> [Goal] Return every line from the records below that contains the string "tree", copying each one in full.

-- START OF Records to process --

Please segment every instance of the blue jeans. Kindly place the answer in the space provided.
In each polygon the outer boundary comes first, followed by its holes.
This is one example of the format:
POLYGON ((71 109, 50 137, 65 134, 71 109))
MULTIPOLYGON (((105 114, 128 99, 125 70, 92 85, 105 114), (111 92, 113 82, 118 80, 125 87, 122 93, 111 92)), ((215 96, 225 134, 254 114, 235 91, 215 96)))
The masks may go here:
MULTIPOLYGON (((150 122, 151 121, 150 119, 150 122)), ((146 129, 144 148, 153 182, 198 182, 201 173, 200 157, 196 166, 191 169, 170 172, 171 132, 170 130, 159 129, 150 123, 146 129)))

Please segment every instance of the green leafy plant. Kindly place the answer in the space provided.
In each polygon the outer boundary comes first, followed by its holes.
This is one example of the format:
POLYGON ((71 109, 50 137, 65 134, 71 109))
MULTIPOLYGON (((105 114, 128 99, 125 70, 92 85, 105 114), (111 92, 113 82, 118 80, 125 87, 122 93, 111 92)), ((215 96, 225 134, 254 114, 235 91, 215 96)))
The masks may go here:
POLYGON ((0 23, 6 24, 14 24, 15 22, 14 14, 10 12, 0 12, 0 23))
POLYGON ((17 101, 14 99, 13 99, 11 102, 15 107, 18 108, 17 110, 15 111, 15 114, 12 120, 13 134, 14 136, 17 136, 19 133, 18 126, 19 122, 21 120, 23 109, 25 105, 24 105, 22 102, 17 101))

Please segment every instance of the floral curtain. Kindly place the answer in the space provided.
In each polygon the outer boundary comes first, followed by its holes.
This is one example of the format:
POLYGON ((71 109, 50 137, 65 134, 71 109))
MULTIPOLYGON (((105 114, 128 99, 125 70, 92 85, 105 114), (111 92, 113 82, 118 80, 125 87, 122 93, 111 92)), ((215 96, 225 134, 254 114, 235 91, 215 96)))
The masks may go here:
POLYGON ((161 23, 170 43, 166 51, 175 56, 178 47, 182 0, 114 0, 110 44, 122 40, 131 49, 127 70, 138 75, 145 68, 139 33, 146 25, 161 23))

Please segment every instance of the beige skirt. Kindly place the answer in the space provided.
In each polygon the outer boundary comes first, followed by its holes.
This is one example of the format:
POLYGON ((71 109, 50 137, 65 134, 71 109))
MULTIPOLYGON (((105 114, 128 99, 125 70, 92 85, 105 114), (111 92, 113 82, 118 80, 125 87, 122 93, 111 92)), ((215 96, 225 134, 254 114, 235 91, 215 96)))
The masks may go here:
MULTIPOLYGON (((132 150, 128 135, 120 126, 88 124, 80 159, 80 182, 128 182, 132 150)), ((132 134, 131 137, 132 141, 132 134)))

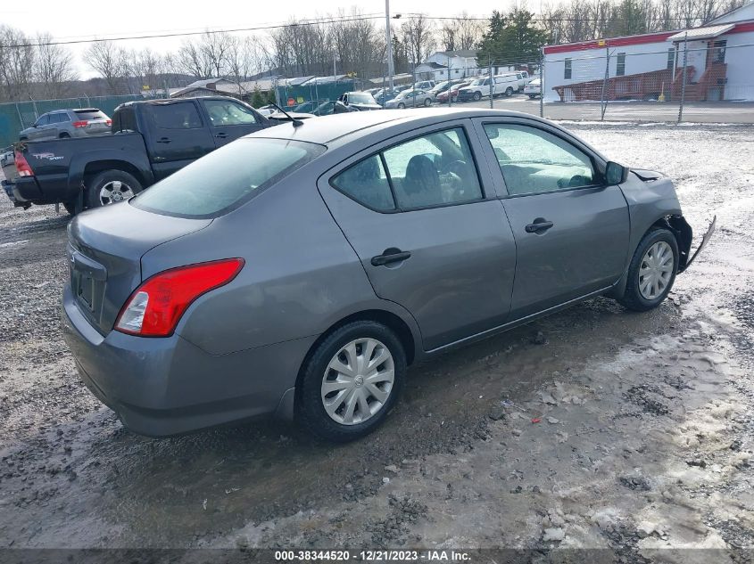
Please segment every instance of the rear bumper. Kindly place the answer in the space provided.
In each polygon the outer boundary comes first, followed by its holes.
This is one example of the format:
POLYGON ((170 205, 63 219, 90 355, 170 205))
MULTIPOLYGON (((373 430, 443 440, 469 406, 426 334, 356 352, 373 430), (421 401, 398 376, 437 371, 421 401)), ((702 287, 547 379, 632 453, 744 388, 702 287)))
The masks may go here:
POLYGON ((68 284, 62 316, 81 380, 125 427, 151 437, 274 414, 316 339, 210 355, 177 334, 148 339, 113 331, 104 337, 68 284))

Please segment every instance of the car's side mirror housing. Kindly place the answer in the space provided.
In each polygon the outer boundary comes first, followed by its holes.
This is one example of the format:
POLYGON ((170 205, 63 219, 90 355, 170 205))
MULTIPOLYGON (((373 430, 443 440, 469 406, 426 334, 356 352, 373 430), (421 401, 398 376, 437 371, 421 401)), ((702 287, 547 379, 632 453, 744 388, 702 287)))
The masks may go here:
POLYGON ((605 184, 609 186, 622 184, 628 180, 628 167, 610 160, 605 167, 605 184))

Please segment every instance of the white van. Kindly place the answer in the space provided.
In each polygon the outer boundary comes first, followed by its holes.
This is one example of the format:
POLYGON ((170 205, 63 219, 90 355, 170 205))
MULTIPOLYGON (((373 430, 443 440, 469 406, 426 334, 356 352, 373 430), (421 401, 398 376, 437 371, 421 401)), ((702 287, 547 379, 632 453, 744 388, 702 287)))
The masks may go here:
MULTIPOLYGON (((511 96, 513 93, 518 90, 518 78, 516 74, 505 74, 493 77, 493 95, 511 96)), ((481 100, 485 96, 490 95, 490 78, 480 77, 476 78, 468 86, 464 86, 458 91, 459 101, 464 100, 481 100)))

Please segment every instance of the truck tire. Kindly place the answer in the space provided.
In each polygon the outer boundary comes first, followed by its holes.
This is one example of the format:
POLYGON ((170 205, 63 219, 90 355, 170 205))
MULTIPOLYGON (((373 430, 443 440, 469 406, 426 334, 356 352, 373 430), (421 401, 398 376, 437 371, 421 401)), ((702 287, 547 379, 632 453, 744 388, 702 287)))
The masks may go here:
POLYGON ((87 208, 101 208, 136 196, 143 188, 138 180, 124 170, 104 170, 85 183, 87 208))
POLYGON ((62 202, 62 207, 65 208, 65 210, 71 216, 76 215, 76 201, 64 201, 62 202))

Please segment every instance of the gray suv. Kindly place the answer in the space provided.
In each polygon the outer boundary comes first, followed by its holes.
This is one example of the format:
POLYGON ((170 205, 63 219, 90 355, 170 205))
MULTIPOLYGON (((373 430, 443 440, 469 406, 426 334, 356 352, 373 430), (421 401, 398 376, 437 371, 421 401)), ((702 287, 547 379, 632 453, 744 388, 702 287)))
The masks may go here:
POLYGON ((669 178, 493 110, 263 129, 68 233, 79 372, 157 436, 276 413, 362 437, 409 364, 594 296, 651 309, 695 257, 669 178))
POLYGON ((56 110, 39 116, 30 127, 19 134, 21 141, 88 137, 110 133, 112 121, 96 108, 56 110))

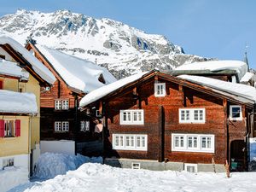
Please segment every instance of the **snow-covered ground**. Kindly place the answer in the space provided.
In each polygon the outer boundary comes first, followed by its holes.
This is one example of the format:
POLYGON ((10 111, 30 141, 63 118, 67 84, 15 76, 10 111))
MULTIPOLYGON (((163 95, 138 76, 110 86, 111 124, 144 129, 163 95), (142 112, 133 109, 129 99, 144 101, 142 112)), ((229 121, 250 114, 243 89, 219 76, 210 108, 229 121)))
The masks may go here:
POLYGON ((11 192, 90 191, 256 191, 256 172, 199 172, 197 175, 173 171, 153 172, 114 168, 106 165, 85 163, 76 171, 53 179, 30 183, 11 192))

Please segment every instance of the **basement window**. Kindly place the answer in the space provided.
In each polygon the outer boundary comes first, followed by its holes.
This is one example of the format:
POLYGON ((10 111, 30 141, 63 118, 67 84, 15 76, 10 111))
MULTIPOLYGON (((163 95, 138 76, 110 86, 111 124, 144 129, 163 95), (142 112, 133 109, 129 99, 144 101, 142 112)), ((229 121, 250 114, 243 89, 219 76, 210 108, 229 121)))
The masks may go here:
POLYGON ((197 164, 185 163, 184 170, 187 172, 197 173, 197 164))
POLYGON ((240 105, 230 105, 230 119, 242 120, 241 107, 240 105))
POLYGON ((141 169, 141 164, 140 163, 131 163, 131 169, 141 169))

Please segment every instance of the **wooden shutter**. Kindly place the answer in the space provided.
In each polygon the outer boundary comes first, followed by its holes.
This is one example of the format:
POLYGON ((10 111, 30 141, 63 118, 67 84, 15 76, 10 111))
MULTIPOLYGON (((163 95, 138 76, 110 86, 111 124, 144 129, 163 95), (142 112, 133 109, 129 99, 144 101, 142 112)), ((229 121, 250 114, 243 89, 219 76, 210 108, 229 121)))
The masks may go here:
POLYGON ((20 137, 20 120, 15 120, 15 137, 20 137))
POLYGON ((0 119, 0 137, 4 137, 4 120, 0 119))

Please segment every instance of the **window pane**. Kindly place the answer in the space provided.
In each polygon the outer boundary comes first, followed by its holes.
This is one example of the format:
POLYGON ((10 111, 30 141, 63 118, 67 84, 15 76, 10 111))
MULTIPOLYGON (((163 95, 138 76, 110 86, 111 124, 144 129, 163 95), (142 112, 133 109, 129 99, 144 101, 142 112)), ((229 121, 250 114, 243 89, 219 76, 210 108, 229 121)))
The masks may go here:
POLYGON ((189 143, 189 148, 192 148, 192 137, 189 137, 188 138, 188 143, 189 143))
POLYGON ((197 137, 194 137, 194 148, 197 148, 197 137))
POLYGON ((198 120, 198 110, 194 111, 194 119, 198 120))
POLYGON ((184 137, 180 137, 180 147, 183 147, 184 146, 184 137))
POLYGON ((201 148, 207 148, 207 137, 201 137, 201 148))
POLYGON ((240 118, 240 112, 241 112, 241 109, 239 107, 233 107, 232 108, 232 117, 233 118, 240 118))

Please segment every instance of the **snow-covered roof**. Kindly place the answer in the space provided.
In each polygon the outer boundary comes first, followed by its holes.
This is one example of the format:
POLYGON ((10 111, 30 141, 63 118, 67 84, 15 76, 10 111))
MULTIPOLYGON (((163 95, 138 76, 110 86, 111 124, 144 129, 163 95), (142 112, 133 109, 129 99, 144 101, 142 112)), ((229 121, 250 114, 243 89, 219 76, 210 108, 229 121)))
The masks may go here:
POLYGON ((23 71, 15 62, 9 61, 0 58, 0 74, 11 77, 17 77, 24 80, 27 80, 29 73, 23 71))
POLYGON ((102 74, 106 84, 116 81, 116 79, 105 68, 59 50, 37 44, 36 47, 51 63, 64 81, 71 87, 90 92, 104 85, 99 81, 102 74))
POLYGON ((218 72, 227 69, 236 70, 239 80, 241 80, 247 71, 247 65, 241 61, 208 61, 184 64, 174 70, 210 70, 211 72, 218 72))
POLYGON ((253 73, 247 72, 245 75, 240 79, 240 82, 248 82, 253 77, 253 73))
POLYGON ((95 90, 92 90, 91 92, 90 92, 89 94, 87 94, 86 96, 84 96, 82 98, 82 100, 80 101, 80 103, 79 103, 79 107, 81 108, 81 107, 86 106, 93 102, 96 102, 98 99, 101 99, 103 96, 108 95, 109 93, 118 90, 119 88, 121 88, 122 86, 124 86, 129 83, 131 83, 131 82, 134 82, 134 81, 139 79, 140 78, 142 78, 143 75, 145 75, 148 73, 148 72, 137 73, 137 74, 129 76, 127 78, 119 79, 119 80, 113 82, 112 84, 109 84, 106 86, 103 86, 103 87, 101 87, 95 90))
POLYGON ((38 113, 36 96, 0 90, 0 112, 35 114, 38 113))
POLYGON ((33 70, 45 81, 49 84, 54 84, 55 81, 55 76, 51 72, 44 66, 32 53, 22 47, 18 42, 13 38, 6 36, 0 35, 0 44, 9 44, 15 50, 22 55, 22 56, 32 65, 33 70))
POLYGON ((201 76, 179 75, 177 77, 192 83, 251 100, 253 102, 256 102, 256 89, 252 86, 201 76))

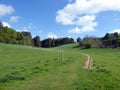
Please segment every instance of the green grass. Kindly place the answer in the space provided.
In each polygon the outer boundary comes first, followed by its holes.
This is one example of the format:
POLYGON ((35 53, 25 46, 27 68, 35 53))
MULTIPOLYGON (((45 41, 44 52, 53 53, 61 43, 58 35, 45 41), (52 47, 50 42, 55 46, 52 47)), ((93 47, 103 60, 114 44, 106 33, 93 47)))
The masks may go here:
POLYGON ((0 44, 0 90, 119 90, 120 50, 0 44), (63 61, 61 62, 61 50, 63 61), (93 57, 93 69, 84 68, 93 57))

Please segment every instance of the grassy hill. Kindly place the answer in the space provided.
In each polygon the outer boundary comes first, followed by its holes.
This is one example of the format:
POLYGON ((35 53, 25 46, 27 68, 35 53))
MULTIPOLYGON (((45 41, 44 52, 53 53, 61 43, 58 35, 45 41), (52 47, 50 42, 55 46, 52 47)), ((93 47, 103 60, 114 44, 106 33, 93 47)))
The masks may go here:
POLYGON ((0 90, 119 90, 120 50, 0 44, 0 90), (61 50, 63 59, 61 59, 61 50), (93 69, 84 68, 93 57, 93 69))

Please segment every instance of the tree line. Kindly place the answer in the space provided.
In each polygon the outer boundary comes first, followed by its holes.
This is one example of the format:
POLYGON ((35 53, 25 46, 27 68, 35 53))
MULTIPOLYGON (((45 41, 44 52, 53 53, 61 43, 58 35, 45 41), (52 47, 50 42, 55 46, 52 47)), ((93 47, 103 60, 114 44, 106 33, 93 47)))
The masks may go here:
POLYGON ((90 48, 91 46, 97 48, 117 48, 120 47, 120 33, 106 33, 101 38, 86 36, 81 39, 78 37, 77 43, 82 48, 90 48))
POLYGON ((68 37, 58 39, 47 38, 41 41, 39 36, 32 38, 30 32, 18 32, 12 28, 4 27, 2 22, 0 22, 0 43, 50 48, 74 43, 74 39, 68 37))

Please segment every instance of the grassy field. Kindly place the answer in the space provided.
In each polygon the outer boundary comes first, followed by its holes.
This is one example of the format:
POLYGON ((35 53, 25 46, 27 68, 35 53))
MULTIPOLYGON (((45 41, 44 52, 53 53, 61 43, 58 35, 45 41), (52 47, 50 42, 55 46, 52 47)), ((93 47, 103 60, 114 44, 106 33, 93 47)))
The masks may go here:
POLYGON ((120 50, 0 44, 0 90, 119 90, 120 50), (61 49, 63 59, 61 59, 61 49), (93 57, 93 69, 84 68, 93 57))

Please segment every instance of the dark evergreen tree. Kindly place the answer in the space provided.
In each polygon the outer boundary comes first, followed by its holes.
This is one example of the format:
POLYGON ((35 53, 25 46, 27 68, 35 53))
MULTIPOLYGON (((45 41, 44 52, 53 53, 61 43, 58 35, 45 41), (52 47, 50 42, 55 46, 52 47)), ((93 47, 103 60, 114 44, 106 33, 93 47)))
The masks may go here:
POLYGON ((36 47, 41 47, 41 41, 40 41, 40 37, 39 36, 36 36, 36 37, 33 38, 33 44, 36 47))

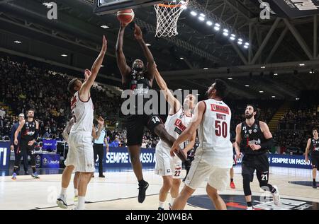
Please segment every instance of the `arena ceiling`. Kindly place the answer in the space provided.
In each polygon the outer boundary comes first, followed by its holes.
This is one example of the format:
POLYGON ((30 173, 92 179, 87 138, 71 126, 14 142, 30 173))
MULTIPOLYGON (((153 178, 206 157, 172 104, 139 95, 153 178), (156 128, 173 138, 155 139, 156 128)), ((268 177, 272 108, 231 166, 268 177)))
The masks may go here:
MULTIPOLYGON (((48 20, 43 1, 0 1, 0 50, 80 71, 91 65, 105 34, 108 49, 101 81, 119 85, 115 58, 119 23, 115 15, 94 15, 91 0, 55 0, 58 18, 48 20), (102 28, 103 25, 108 28, 102 28), (16 39, 22 43, 13 43, 16 39), (61 57, 63 54, 67 57, 61 57)), ((135 10, 135 23, 142 28, 171 88, 203 92, 215 78, 226 80, 232 95, 238 98, 294 98, 301 90, 318 88, 313 82, 318 81, 318 16, 261 20, 260 9, 252 1, 191 0, 179 20, 179 35, 172 38, 155 37, 152 6, 135 10), (209 29, 190 15, 191 10, 227 27, 249 42, 250 48, 209 29), (312 69, 317 73, 310 73, 312 69)), ((130 28, 124 52, 128 63, 143 58, 130 28)))

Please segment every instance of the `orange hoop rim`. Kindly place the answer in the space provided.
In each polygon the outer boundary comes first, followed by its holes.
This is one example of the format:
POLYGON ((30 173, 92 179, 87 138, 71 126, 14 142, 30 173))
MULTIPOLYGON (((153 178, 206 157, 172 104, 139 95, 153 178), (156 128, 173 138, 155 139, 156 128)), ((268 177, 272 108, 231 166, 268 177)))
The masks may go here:
POLYGON ((164 4, 157 4, 157 6, 159 6, 160 7, 165 7, 165 8, 177 8, 177 7, 181 7, 184 6, 187 6, 188 4, 189 4, 189 0, 186 0, 185 3, 179 4, 177 5, 167 5, 164 4))

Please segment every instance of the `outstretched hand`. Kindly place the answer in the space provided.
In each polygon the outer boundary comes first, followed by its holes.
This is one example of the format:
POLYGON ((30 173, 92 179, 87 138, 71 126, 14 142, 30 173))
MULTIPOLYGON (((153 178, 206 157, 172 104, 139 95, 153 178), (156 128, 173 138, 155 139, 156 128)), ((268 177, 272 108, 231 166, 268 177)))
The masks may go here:
POLYGON ((104 119, 102 117, 100 116, 98 119, 96 119, 96 121, 98 122, 99 126, 104 125, 104 119))
POLYGON ((91 74, 91 72, 90 70, 89 70, 88 69, 85 69, 84 71, 84 81, 86 81, 89 77, 90 77, 91 74))
POLYGON ((101 49, 101 51, 104 53, 106 52, 107 46, 108 46, 108 41, 106 40, 105 36, 103 35, 103 44, 102 44, 102 49, 101 49))
POLYGON ((138 25, 136 25, 136 23, 135 24, 134 26, 134 37, 137 40, 142 40, 143 37, 142 30, 140 28, 138 25))

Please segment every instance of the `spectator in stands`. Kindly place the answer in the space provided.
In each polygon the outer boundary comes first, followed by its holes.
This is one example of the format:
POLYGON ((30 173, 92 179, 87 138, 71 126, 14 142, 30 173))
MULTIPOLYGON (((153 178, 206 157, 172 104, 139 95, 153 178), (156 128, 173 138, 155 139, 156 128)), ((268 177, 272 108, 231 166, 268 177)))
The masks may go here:
POLYGON ((110 144, 110 147, 118 148, 120 142, 118 141, 118 137, 116 137, 115 140, 110 144))
POLYGON ((0 109, 0 117, 2 119, 4 119, 5 117, 6 117, 6 112, 4 111, 4 108, 1 107, 1 109, 0 109))

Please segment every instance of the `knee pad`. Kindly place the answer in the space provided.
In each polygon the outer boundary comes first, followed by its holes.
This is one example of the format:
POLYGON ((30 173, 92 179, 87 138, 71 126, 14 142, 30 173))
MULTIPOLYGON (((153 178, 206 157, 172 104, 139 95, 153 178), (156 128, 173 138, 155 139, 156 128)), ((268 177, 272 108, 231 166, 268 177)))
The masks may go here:
POLYGON ((252 195, 252 191, 250 190, 250 179, 251 178, 249 175, 242 176, 245 196, 252 195))
POLYGON ((259 181, 259 187, 260 188, 263 188, 263 187, 267 187, 268 185, 268 180, 261 180, 259 181))

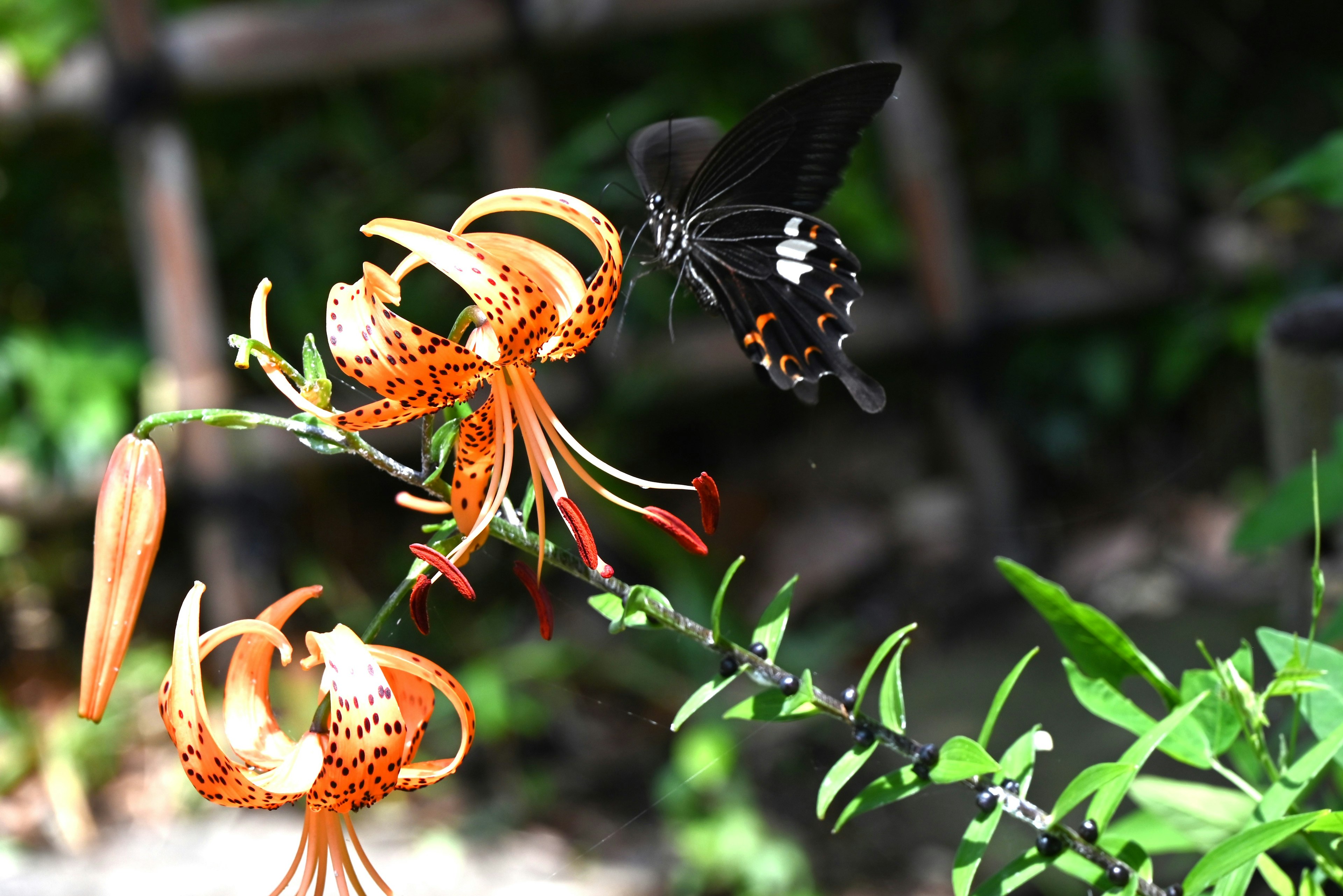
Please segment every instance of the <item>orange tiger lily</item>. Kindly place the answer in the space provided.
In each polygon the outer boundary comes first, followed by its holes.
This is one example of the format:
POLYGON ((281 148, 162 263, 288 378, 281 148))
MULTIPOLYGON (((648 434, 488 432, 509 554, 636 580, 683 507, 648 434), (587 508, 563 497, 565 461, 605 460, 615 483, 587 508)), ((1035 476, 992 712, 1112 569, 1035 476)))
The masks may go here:
POLYGON ((314 721, 297 742, 281 731, 270 708, 270 661, 278 649, 287 665, 291 647, 281 634, 295 609, 321 594, 299 588, 270 604, 255 619, 239 619, 200 634, 200 582, 177 615, 172 666, 158 693, 158 712, 183 770, 205 799, 250 809, 278 809, 308 799, 298 852, 277 896, 304 861, 298 896, 316 880, 321 896, 326 866, 341 893, 346 881, 363 893, 345 838, 365 872, 391 896, 373 870, 355 826, 352 809, 363 809, 395 790, 418 790, 457 771, 475 737, 475 711, 453 676, 428 660, 380 645, 365 645, 342 625, 309 631, 305 669, 325 664, 318 699, 330 696, 330 715, 314 721), (205 708, 200 661, 224 641, 242 637, 224 682, 224 736, 240 762, 220 747, 205 708), (451 759, 415 762, 415 751, 434 712, 438 689, 462 723, 462 740, 451 759))
MULTIPOLYGON (((351 411, 322 408, 308 400, 271 360, 259 360, 266 375, 295 406, 345 430, 406 423, 463 402, 489 384, 489 398, 461 422, 450 506, 426 501, 419 508, 451 510, 457 517, 463 537, 447 555, 450 563, 465 563, 489 536, 489 523, 502 506, 513 469, 514 430, 522 437, 532 481, 537 489, 544 485, 549 492, 590 568, 603 576, 614 572, 599 556, 587 520, 565 489, 552 445, 565 465, 598 494, 667 531, 688 551, 708 552, 700 536, 667 510, 639 506, 608 492, 573 453, 639 488, 697 492, 701 501, 713 504, 702 510, 705 523, 717 520, 717 488, 710 492, 622 473, 583 447, 536 387, 535 363, 573 357, 602 332, 611 316, 620 292, 623 254, 620 239, 604 215, 563 193, 513 189, 477 200, 450 231, 379 218, 365 224, 363 232, 385 236, 411 254, 391 274, 365 262, 361 279, 333 286, 326 304, 326 336, 341 371, 383 398, 351 411), (512 234, 463 232, 482 215, 501 211, 540 212, 577 227, 602 255, 602 267, 592 282, 586 283, 564 257, 535 240, 512 234), (483 314, 465 343, 431 333, 388 308, 400 304, 402 278, 426 263, 462 286, 483 314)), ((270 282, 262 281, 251 312, 251 337, 267 347, 269 292, 270 282)), ((415 501, 408 504, 415 505, 415 501)), ((544 505, 537 501, 536 506, 537 532, 544 543, 544 505)), ((537 576, 541 562, 539 556, 537 576)))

-- END OF Records to process --

> [Exercise solution]
Please segment every instance of the tree line. Kindly place the answer in the space provided.
Please segment every instance of the dark evergreen tree. Kindly place the answer in the space provided.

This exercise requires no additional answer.